Take the material below and output exactly the run of lines from the one containing "Annotation guideline: for every instance of the man's nose, put" down to the one containing "Annotation guideline: for every instance of the sky, put", with both included.

Exercise input –
▼▼▼

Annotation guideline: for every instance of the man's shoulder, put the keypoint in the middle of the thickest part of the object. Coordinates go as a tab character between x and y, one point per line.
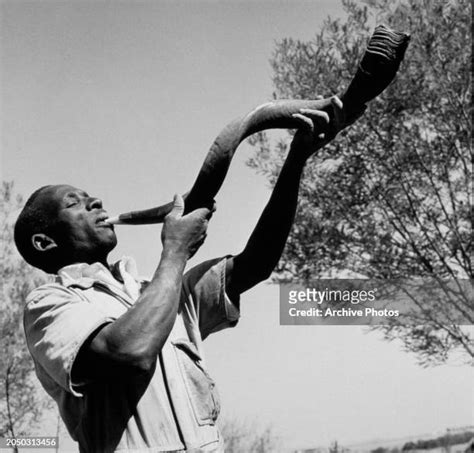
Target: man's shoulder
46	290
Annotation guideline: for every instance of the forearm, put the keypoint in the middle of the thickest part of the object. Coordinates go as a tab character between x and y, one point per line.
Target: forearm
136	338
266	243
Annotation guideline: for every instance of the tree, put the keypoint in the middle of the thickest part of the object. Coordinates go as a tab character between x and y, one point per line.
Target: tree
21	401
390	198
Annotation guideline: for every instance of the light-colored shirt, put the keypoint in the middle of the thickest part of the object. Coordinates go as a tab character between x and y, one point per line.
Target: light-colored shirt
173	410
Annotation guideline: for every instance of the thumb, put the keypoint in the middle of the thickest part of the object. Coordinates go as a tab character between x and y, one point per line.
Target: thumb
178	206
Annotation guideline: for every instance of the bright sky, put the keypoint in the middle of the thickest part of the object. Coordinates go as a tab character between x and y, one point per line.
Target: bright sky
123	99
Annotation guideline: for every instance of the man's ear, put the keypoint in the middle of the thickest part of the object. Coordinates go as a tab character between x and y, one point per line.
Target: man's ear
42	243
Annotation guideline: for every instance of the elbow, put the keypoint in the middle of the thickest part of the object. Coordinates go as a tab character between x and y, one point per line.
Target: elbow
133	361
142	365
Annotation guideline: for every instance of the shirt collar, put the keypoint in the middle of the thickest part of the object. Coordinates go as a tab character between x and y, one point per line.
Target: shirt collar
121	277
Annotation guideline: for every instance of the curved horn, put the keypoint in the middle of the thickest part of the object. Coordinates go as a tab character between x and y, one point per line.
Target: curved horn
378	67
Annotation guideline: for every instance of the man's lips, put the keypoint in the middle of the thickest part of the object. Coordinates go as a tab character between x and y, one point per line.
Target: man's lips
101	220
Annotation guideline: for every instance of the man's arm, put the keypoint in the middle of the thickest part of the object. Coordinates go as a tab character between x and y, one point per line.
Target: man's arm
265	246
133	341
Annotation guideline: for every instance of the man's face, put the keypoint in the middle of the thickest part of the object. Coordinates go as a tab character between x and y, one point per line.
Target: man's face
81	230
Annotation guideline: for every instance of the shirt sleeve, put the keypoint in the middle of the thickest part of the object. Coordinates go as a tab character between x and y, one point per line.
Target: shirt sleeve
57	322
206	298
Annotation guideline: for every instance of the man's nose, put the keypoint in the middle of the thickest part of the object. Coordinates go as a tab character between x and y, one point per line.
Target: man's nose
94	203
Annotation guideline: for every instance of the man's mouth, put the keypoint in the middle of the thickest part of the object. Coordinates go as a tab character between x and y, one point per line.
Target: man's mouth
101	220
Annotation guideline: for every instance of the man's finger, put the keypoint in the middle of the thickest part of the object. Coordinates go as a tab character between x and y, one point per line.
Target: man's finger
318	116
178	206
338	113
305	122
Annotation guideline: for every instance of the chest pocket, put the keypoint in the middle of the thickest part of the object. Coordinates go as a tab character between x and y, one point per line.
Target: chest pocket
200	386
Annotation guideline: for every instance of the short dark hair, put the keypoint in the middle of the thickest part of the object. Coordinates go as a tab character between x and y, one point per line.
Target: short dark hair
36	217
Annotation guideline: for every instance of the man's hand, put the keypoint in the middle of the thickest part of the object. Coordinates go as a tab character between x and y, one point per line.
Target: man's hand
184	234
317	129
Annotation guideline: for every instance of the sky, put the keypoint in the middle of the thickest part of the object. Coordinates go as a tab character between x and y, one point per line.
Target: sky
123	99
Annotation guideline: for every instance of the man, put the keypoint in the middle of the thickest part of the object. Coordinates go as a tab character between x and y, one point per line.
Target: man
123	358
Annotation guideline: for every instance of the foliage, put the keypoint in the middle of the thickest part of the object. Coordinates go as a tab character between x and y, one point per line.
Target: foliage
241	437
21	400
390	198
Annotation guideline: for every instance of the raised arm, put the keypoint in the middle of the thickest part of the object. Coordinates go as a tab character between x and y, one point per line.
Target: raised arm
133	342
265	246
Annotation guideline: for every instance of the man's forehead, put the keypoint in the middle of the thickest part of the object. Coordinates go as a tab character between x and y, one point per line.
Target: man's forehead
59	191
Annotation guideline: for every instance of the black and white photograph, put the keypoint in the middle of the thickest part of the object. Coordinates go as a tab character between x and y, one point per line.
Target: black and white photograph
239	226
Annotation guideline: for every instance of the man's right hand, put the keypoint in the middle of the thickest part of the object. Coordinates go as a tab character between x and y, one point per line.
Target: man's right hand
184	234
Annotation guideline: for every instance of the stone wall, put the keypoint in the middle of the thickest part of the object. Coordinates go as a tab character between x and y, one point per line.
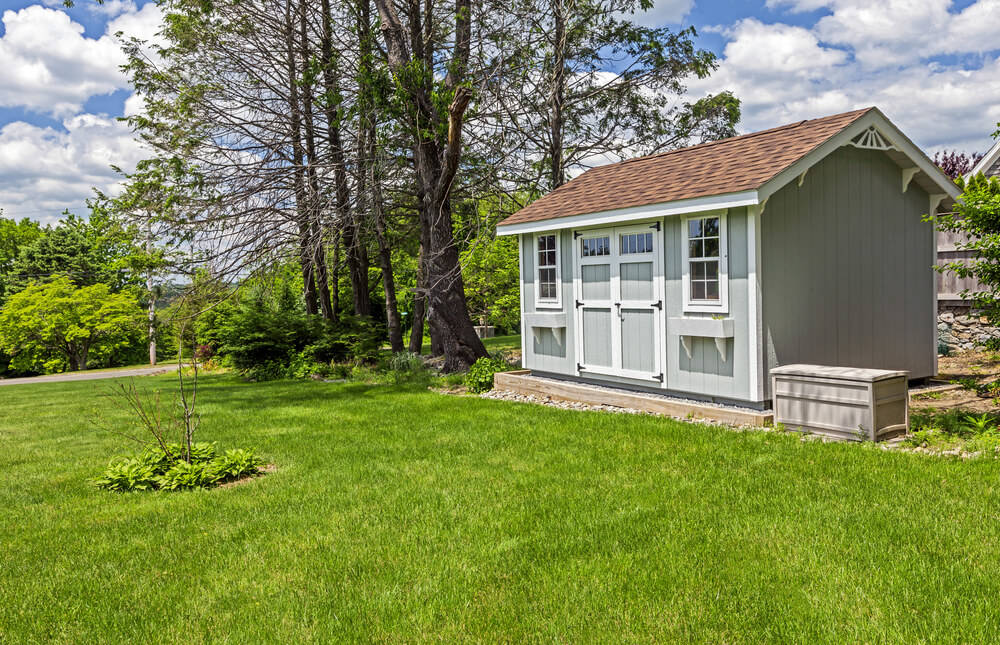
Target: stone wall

▲▲▲

Response –
Annotation guideline: for every instance of the man's nose, put the keypoint in the middle of the thickest part of the object. Coordinates go as a tab character between x and y, one point per line.
Target: man's nose
94	203
Annotation guideline: for every instance of the man's mouth, put the keypoint in the middle of the thickest part of the object. Coordinates go as a tab character between x and y, one point per line.
Target: man's mouth
101	220
Annotation guideline: for every instance of the man's finger, put the keypoint in the middle of the thickest part of the object. Coordinates go as a tab character between x and y, one point per line.
Target: man's finger
318	116
178	206
338	113
305	122
Annotation guideline: for every instance of the chest pocket, put the keypoint in the middle of the thickest part of the object. Coordinates go as a tab character between x and y, one point per line.
Target: chest pocket
200	386
Annotation guideline: for every instance of the short dark hair, put the keypoint in the middle of the thickest part of the object. Coordinates go as a tab character between x and y, one point per line.
Target: short dark hair
36	217
Annotation guideline: for every instance of the man's hand, put the keypoint in the middle of the thickest part of the object. Coordinates go as a tab character between x and y, one point per line.
Target: man's hand
184	234
317	129
Annotation guideline: for every instance of the sky, put the keypoint in the middle of the thickest part of the object. Coordinates go as a tab character between x and y, one point per line.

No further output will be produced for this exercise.